→ REQUIRED ACTION
Your output should contain every record, unchanged.
○ ○ ○ ○ ○ ○ ○
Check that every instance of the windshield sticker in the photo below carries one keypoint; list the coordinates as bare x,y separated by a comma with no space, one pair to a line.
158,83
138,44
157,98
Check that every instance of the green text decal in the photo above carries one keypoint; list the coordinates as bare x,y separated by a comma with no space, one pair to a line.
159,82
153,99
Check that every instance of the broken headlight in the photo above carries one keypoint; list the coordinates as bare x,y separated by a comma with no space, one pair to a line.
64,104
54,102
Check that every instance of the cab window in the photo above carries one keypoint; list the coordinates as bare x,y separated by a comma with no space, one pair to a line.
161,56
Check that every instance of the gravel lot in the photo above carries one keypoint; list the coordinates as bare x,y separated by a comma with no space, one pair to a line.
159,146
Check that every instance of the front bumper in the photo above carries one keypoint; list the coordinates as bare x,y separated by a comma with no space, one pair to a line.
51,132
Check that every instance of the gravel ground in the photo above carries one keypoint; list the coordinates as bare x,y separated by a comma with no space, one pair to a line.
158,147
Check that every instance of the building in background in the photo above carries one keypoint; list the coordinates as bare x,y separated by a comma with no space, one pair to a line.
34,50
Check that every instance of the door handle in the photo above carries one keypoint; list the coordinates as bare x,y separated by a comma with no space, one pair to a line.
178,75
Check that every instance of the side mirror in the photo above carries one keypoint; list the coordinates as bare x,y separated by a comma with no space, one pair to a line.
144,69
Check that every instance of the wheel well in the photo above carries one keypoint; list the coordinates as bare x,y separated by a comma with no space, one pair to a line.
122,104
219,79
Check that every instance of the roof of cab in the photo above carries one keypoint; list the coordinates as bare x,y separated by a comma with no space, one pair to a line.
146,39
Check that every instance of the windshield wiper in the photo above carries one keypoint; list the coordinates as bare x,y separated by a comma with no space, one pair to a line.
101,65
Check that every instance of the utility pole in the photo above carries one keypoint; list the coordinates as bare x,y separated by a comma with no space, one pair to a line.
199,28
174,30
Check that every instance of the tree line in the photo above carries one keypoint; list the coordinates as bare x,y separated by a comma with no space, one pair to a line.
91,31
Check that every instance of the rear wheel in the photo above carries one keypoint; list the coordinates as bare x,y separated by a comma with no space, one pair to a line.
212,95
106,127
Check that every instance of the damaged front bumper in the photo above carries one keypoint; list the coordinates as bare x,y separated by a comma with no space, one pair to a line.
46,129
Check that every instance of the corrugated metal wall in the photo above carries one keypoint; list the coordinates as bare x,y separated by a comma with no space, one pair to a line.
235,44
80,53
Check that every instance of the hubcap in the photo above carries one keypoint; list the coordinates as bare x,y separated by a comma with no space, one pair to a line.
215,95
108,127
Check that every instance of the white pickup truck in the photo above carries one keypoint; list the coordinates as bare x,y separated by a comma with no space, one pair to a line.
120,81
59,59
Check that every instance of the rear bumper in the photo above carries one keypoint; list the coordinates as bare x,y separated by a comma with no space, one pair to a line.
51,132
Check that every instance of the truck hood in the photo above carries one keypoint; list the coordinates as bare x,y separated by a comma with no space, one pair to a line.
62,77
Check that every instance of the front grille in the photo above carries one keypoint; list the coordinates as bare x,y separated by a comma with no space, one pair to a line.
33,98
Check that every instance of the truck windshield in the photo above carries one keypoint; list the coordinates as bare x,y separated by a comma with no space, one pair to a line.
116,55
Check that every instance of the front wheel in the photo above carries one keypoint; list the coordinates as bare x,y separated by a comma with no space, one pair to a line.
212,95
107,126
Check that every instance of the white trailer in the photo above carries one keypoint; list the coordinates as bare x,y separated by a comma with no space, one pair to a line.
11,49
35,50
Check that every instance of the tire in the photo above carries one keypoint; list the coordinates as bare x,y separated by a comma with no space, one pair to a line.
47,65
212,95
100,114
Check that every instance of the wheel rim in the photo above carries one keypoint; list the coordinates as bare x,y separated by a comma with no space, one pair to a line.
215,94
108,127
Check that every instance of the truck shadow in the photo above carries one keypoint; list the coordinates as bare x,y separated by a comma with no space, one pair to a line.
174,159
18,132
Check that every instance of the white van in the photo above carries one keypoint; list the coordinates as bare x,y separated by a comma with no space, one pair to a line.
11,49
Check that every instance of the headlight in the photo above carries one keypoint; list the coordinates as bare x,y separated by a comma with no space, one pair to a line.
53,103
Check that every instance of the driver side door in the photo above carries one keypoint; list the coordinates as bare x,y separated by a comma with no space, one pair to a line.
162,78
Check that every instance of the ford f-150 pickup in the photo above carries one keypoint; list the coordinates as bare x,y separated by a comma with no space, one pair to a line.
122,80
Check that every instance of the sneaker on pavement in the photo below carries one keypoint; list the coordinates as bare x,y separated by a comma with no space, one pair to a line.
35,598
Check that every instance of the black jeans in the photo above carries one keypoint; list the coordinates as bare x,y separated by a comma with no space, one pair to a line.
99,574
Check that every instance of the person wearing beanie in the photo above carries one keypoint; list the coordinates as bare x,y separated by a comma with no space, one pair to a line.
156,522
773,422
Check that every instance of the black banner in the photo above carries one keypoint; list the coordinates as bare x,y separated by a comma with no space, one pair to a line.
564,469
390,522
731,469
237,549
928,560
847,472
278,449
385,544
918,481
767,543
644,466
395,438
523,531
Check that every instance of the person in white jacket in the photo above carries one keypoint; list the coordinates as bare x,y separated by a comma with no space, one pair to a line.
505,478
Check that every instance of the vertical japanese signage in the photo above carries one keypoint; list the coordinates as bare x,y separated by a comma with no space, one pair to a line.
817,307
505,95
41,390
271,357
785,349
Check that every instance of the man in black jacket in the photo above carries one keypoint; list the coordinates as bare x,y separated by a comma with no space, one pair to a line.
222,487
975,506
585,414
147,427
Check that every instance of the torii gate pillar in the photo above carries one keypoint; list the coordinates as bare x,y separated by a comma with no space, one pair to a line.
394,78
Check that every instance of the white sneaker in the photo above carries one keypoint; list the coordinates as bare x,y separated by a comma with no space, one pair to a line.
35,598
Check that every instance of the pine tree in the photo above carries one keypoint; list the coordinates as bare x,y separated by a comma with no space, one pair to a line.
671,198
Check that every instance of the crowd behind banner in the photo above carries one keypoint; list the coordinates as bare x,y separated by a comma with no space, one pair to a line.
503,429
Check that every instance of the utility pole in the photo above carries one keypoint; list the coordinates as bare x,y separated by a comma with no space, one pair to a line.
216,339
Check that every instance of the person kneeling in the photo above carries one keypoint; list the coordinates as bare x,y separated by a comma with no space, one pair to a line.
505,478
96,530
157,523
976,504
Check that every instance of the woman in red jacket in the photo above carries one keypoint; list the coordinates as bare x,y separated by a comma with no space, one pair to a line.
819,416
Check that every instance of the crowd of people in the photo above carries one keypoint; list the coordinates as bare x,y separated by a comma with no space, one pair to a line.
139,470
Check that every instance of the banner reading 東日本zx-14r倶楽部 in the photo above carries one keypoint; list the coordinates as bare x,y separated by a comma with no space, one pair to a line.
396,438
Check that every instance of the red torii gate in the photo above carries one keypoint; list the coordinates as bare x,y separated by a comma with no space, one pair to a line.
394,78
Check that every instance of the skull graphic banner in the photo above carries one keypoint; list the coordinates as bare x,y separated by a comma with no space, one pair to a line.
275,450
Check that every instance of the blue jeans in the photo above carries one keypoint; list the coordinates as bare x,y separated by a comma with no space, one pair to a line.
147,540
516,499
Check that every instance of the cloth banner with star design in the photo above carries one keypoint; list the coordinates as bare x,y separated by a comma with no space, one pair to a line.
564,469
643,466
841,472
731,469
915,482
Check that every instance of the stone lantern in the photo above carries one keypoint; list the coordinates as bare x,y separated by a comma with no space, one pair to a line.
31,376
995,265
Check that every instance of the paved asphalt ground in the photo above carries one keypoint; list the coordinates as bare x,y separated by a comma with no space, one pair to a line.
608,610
○ ○ ○ ○ ○ ○ ○
→ SOLUTION
Check that every instance of the windshield sticker in the photo below carries one keypoint; list the coordinates as bare x,y separated by a comma with no space, one pair to a line.
158,83
138,44
157,98
Check that every instance of the green text decal in the photo above carries one keypoint; list the coordinates as bare x,y separated by a comma with no space, one pair to a line.
159,82
153,99
Check that every instance of the broken headlight in the photo above carries one keypoint; list the coordinates as bare x,y separated by a comma with no space, one pair to a line.
64,104
54,102
Check that every instance of the cab window in the photo above carries one keypoint; list the coordinates as bare x,y separated by a comma with no space, one pair to a line.
161,56
Check that every instance of the gravel lot in the photo above carries one keypoint; list the coordinates as bare x,y separated by a comma with no space, one pair to a line.
159,146
Check that every instance of the front bumper in the photo above carries one keypoint; list the coordinates as bare x,y separated by a comma with no space, one pair to a line.
51,132
Check that every instance of the gravel ground in the photo above carries one keypoint; list the coordinates as bare x,y separated by a comma with no space, one pair to a line.
158,147
Check that every instance of the building in background in the photo above carries one keypoint; list the coordinates as bare x,y separated by a comma with no space, one pair to a line.
34,50
Check that every instance of the door handle in the photo above carries one keypoint; list the coordinates as bare x,y separated by a comma with no space, one pair to a line.
178,75
Check that every instance of the side mirror in the photo above carries one keypoint; list the coordinates as bare x,y separated by a comma with no space, one pair to a line.
144,69
Check that every instance of the wheel well in the photo above carries one keypoint; list the coordinates as bare x,y separated by a comma with no space, one pair to a line.
122,104
219,79
Check that every instance of the roof of cab in the photo above carries one keypoint; list the coordinates as bare x,y separated by a comma with no space, one pair to a line.
146,39
Check that every instance of the windshield wiper in the photo above carries one keypoint; list the coordinates as bare x,y separated by a comma with no space, one pair to a line.
101,65
Check that every instance of the utility pole in the photo above carries one keypoint; list the coordinates as bare x,y separated by a comma with no space, one pair to a line.
199,28
174,30
Check that every instance of the tree line in the photo above carries one keypoint; list the coordinates as bare x,y separated by a comma with no space, one pair to a line.
91,31
Check that every instance of the rear wheel in the photo above carries one keypoint; list the coordinates as bare x,y separated by a comma with no space, one pair to a line.
212,95
106,127
Check that every instance of the damaged front bumper in the photo above carries one keypoint; list the coordinates as bare x,y separated by a comma with no space, one pair to a line.
46,129
Check that every instance of the corrugated metal wall in the photo above carries one keypoint; list the coordinates as bare x,y separated by a comma with no space, one pair to a line.
235,44
80,53
Check that every instance of the hubcap in the photo above carries one keypoint; list the coordinates as bare x,y separated by a comma with no space, one pair to a line.
215,95
108,127
Check that every instance of the white pickup truck in the photo above carries one keypoint; list the coordinates as bare x,y separated by a comma with no space, one pair to a line.
120,81
59,59
Check that every instance of the rear bumper in the photo above carries one keypoint; list the coordinates as bare x,y separated by a comma with no space, one pair to a line.
51,132
Check that every instance of the truck hood in the photo above carries one keypoint; list the coordinates as bare x,y separated by a comma with no space, one pair to a line.
62,77
Check that every instance of the front grille in the photo above carries one keypoint; list the coordinates as bare x,y separated by a comma with no space, one pair to a line.
33,98
Check that every instance of the truck windshield in the photo above carries one keypoint; list the coordinates as bare x,y separated by a comma with no space, one pair to a line.
116,55
Check that every instance of the front wheel in the photo above carries one keypoint; list the coordinates as bare x,y separated by a comma with no space, one pair to a line.
212,95
107,126
Check that every instance of the white trailer in the photo above carries one keypoint; list the coordinates as bare x,y separated by a comma with no space, one pair to a line.
11,49
35,50
Check that every instance of the tire in the photo above carries one keypoint; list the coordinates as bare x,y separated by a comma with no space, one pair to a line.
47,65
212,95
100,114
Check that every instance of the wheel rim in the photo above carries one keypoint; list the coordinates as bare x,y separated by a comma with no space, one pair to a line.
215,94
108,127
Check that every instance of the truck shadow in the photo above carries one keypoint; list the coordinates as bare x,y separated by a comma with no space, one pair to a line.
174,159
18,132
Check that every instance of the white van in the photo above carries one keypoint; list the coordinates as bare x,y separated by a comma with no space, one pair to a line.
11,49
Check that every instance of the headlight in the photo above carries one keypoint; list the coordinates as bare x,y separated by a comma with no space, one pair to a line.
53,103
Check that every instance of the driver side door in the photo above carries one keypoint; list the coordinates as bare x,y separated by a comma with no space, one pair to a line.
162,78
Check that every instance of the ford f-150 pickup in the photo above carries one keypoint; list the coordinates as bare x,y separated by a comma with no space, one pair to a line.
122,80
Check that every instance of the sneaker on pavement in the photo below carries one keypoint; list the coordinates as bare x,y separated by a comma with no space, one pair to a line.
35,598
Check that every instance of the black jeans in the photo above carries one keypoint; list the coordinates as bare x,y separated by a comma with no space, one pair to a line.
99,574
Check that every instance of the person wearing beanie in the photo above carries one keypoint; list the coordinates as bare x,y separated by a comma with no space, one pair to a line.
156,522
773,422
Check that every instance of the black banner in the photo above carries one keypoint; list the coordinates as bare x,y separated by a comma with no space, one pair to a line.
564,469
390,522
731,469
237,549
928,560
847,472
278,449
385,544
918,481
767,543
644,466
395,438
523,531
Check that every instance of the person in white jacket in the photo above carries one keypoint; list the coordinates as bare x,y separated by a comma with no space, one pair to a line.
505,478
Check that every instance of the vertical japanese signage in the photo above carries one keypoint; list the coordinates as bare x,y separated by a comma with no space, one pair to a line.
817,307
505,95
41,390
271,357
785,349
Check that every instance of the man in black jacket in the photo above carries one keypoint; list the coordinates as bare x,y separated by a comma with no space, one pair to a line.
222,487
975,506
585,414
147,427
Check that every instance of the torii gate pillar in the photo above carries one keypoint; list the coordinates as bare x,y separated by a comma with no space, one pair to a line.
394,78
Check that every instance of the white sneaker in the photo above carries one keypoint; list the coordinates as bare x,y separated by a comma with no space, one pair to a line.
35,598
Check that every instance of the pine tree in the photo above carries one keypoint; list the coordinates as bare x,y separated by a comma with no space, one pair to a line.
671,198
Check that every instance of the crowd behind banner in the photo above carries one keypoint; list the coordinates as bare x,y separated by a comma with no space, one pair to a line.
503,429
Check that every instance of the utility pole in the photo above carries one keypoint; list the coordinates as bare x,y separated by a comma with no space, one pair to a line.
216,339
Check that every instance of the person kneeling in the photo above carries one keypoint; list the coordinates as bare x,y separated by a comma with no space, one pair to a line.
505,478
96,530
157,523
976,504
Check that every instance of the woman in red jacket in the photo above carries one keypoint; list the coordinates as bare x,y separated by a comma with no space, one pair to a line.
819,416
Check that every instance of the crowd of people in the photo above carries one keypoint; list the coordinates as bare x,y separated by a comma with no space, one pair to a line.
139,470
Check that every instance of the banner reading 東日本zx-14r倶楽部 in the photo above carries one keypoint; list the coordinates as bare x,y separated by a comma with no space, one pair to a line.
396,438
Check that every instance of the red torii gate in the photo above carries one keypoint; list the coordinates as bare x,y separated by a comma with no space, one pair to a line.
394,78
Check that every instance of the skull graphic banner in the photo above carries one keypoint; list the coordinates as bare x,y separated by a comma with no space, one pair to a line.
275,450
Check that every instance of the blue jeans in the photo above carries one keypoint; list the coordinates as bare x,y separated by a comma with no space, one pair to a line.
147,540
516,499
Check that every instance of the cloth banner with star design in the photo above carries one keypoint; list the coordinates as bare x,y separated by a comma with no space, one pair to a line.
564,469
643,466
841,472
731,469
915,482
Check that every instance of the stone lantern in the photo above carries one keypoint; list the coordinates as bare x,y separated by a comma with no space, one pair to a line.
31,376
995,265
Check that every instance of the paved asphalt ground in the photo above carries one keypoint; list the coordinates as bare x,y separated by a comma with no space, one pair to a line.
608,610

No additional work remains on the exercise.